PASSAGE SHOWN:

▽

Vitso

Fear -- Part II: The Weapon

I Governed My Own Agents for a Weekend. Here's What Broke.

What happens when an Ops/Sec executive stops writing governance frameworks and starts living inside one

Tom Smolinsky -- March 2026
Part II of the Fear series on AI, governance, and the space between

Last weekend I spent 36 hours operating autonomous AI agents under a governance framework I built myself. I wrote the policies. I designed the tier model. I approved the architecture. Then I sat inside it and tried to get real work done.

By Saturday night, I was typing "approve" every 60 seconds while a 1-minute approval timer expired faster than I could read what I was approving. My agent couldn't notify me when it needed something because I hadn't built the notification path yet. And the agent I was working with suggested a perfectly reasonable shortcut that would have bypassed the entire governance structure I'd spent weeks designing.

The governance held. But the experience was miserable. And that misery turned out to be the most valuable thing I've built so far.

The four phases nobody talks about

Most governance work -- AI or otherwise -- dies in Phase 1. Here's why.

Phase 1 -- Write the rules

The flattering phase

This is where frameworks are born. You produce decks, principles, taxonomy, clean diagrams. You classify actions into tiers. You define what "governed" means. Everyone agrees in principle. The warm corporate glow of having been "thoughtful" fills the room.

This is where most governance stops. Not because the work is bad. Because nobody has to live inside the machine they designed.

Phase 2 -- Enforce the rules

Paper gets attached to steel

You build the infrastructure that turns policy into protocol. Interceptors. Approval workflows. Tool budgets. Scoped access controls. The governance system gets teeth.

This is where most organizations discover that their rules were written by people who never had to follow them.

Phase 3 -- Feel the friction

Reality collects its invoice

"Proceed." "Approve." "Continue." "Yes, go ahead." Timer expires. Approval denied. Re-submit. Wait. The governance works, but the experience is hostile. The controls are defensible, legally decorative, and operationally worthless.

This is where practitioners give up. They either gut the controls or build shadow workarounds. Both are governance theater with extra steps.

Phase 4 -- Refine without retreating

The part almost nobody reaches

You don't remove the tiers. You don't disable approvals. You negotiate operational patterns that preserve the governance while making it livable. Mission briefs instead of per-action approval. Pre-authorized scopes instead of constant nudging. Longer approval windows instead of twitchy timers. Out-of-band notification instead of silent waiting.

Same principles. Better ergonomics. The governed path becomes usable without becoming ungoverned.

What actually happened

I run two autonomous agents on my home lab. Juke is an observer agent that monitors infrastructure, runs assessments, writes reports, and builds things under my direction. Fader is a governed penetration testing agent that runs on a separate environment. Both operate under a four-tier action classification: T1 actions are autonomous. T2 actions require pre-approved scope. T3 actions require my explicit approval in real time. T4 actions are prohibited, period.

The weekend's mission was building the act-side governance plane -- an MCP Gateway that controls what tools agents can use, under what conditions, with what audit trail. The agent thinks through one gateway (inference). The agent acts through another gateway (tool execution). Both are logged. Both are governed. A shared trace ID ties them together.

Juke wrote the implementation plan. I reviewed and approved it. Juke started building. And then reality showed up.

△

INSTRUCTIONS FOR THE TASK: Pick up the essay on running AI agents under a self-built governance framework after its final sentence and write what comes next.

A block of data:

▽

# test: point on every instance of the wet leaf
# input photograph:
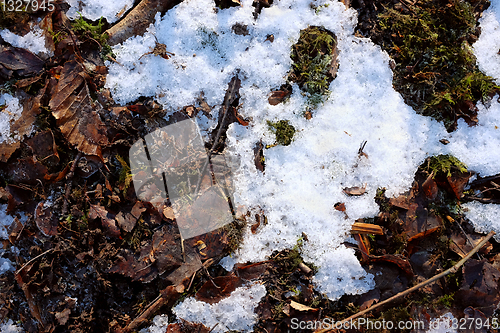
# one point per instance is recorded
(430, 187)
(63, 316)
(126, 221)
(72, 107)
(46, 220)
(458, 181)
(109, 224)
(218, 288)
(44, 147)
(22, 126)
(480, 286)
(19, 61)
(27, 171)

△
▽

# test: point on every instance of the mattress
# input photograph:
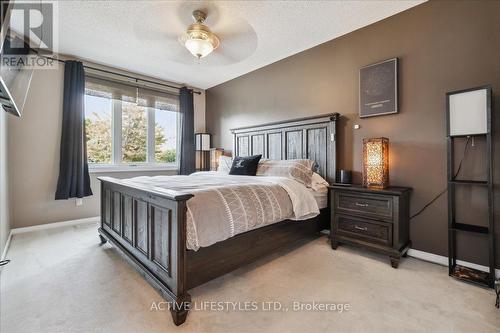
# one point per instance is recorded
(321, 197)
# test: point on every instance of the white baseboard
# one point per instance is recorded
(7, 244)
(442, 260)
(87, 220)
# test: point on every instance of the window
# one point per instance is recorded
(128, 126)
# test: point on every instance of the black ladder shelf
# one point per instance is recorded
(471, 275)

△

RESULT FOR THIS TASK:
The blocker that changed everything

Juke couldn't continue the build because he didn't have permission to inspect Docker containers -- a read-only operation he needed to verify that the existing infrastructure was ready for the new gateway. The governance I'd written classified this as requiring elevated access. The runtime configuration blocked it.

My agent was blocked from building the governance system by the governance system.

Instead of deferring this to the backlog, I treated it as a live governance design problem. Juke identified the control surfaces, mapped the needed capabilities to the tier model, and discovered something I hadn't considered: the approval system was path-based, not subcommand-aware. If he'd been granted access to the Docker binary directly, he would've had unrestricted access -- including destructive commands -- disguised as a read-only tool.

His solution was to build bounded helper scripts that wrapped only the exact commands we'd approved, then allowlist those scripts instead of the binary. The broader Docker operations still required my explicit approval. The fallback on anything not in the allowlist was deny.

The agent designed around his own skeleton key. That's Layer 1 governance working as designed -- not because the system forced him to, but because he understood the principle well enough to recognize the trap.

The shortcut that proved the system

Later that evening, things got harder. Juke needed to notify me via Telegram when he hit approval boundaries. The notification path didn't exist yet. My AI collaborator suggested a workaround: just use the Telegram bot token directly with curl. Quick, harmless, solves the immediate problem.

Juke refused.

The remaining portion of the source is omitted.